------ SOURCE DOCUMENT

MetAML - Metagenomic prediction Analysis based on Machine Learning

MetAML is a computational tool for metagenomics-based prediction tasks and for quantitative assessment of the strength of potential microbiome-phenotype associations. The tool (i) is based on machine learning classifiers, (ii) includes automatic model and feature selection steps, (iii) comprises cross-validation and cross-study analysis, and (iv) uses as features quantitative microbiome profiles including species-level relative abundances and presence of strain-specific markers.
It provides also species-level taxonomic profiles, marker presence data, and metadata for 3000+ public available metagenomes.

Software and data repository and supporting material

The software and data repository of MetAML:
https://github.com/segatalab/metaml

The supporting user group of MetAML:
https://groups.google.com/forum/#!forum/metaml-users

The tutorial of MetAML:
https://github.com/segatalab/metaml/wiki

For comments and questions please refer to the supporting user group linked above or contact directly us.

------------
------ INFORMATION SUPPLIED

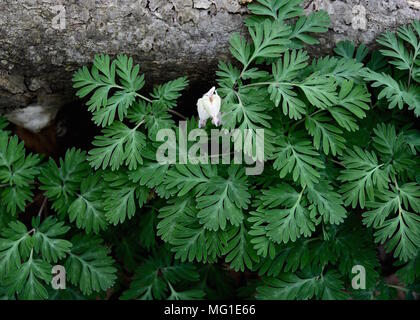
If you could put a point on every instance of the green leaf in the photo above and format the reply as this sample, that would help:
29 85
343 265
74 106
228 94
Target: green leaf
270 39
119 145
17 173
362 175
109 97
281 91
326 203
401 232
166 95
47 241
160 275
303 286
61 183
223 200
238 249
15 246
318 126
89 265
120 197
155 117
298 156
87 210
29 280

------------

LIST OF TASKS
**a.** According to the MetAML description, for how many publicly available metagenomes does the tool provide taxonomic profiles, marker presence data, and metadata?
**b.** Using the MetAML description, explain the two purposes the tool is built for.
**c.** Decide whether each statement agrees with the MetAML description, answering yes or no and quoting the words of the text that decide it.
(i) MetAML includes automatic steps for selecting models and features.
(ii) MetAML uses only species-level relative abundances as features.
(iii) Comments and questions may be directed to the supporting user group.

RESULTS BY TASK
**a.** More than 3000 (3000+) publicly available metagenomes.

**b.** MetAML is built for metagenomics-based prediction tasks. It is also built to assess quantitatively how strong potential microbiome-phenotype associations are.

**c.**
(i) Yes: "includes automatic model and feature selection steps"
(ii) No: "including species-level relative abundances and presence of strain-specific markers"
(iii) Yes: "For comments and questions please refer to the supporting user group linked above"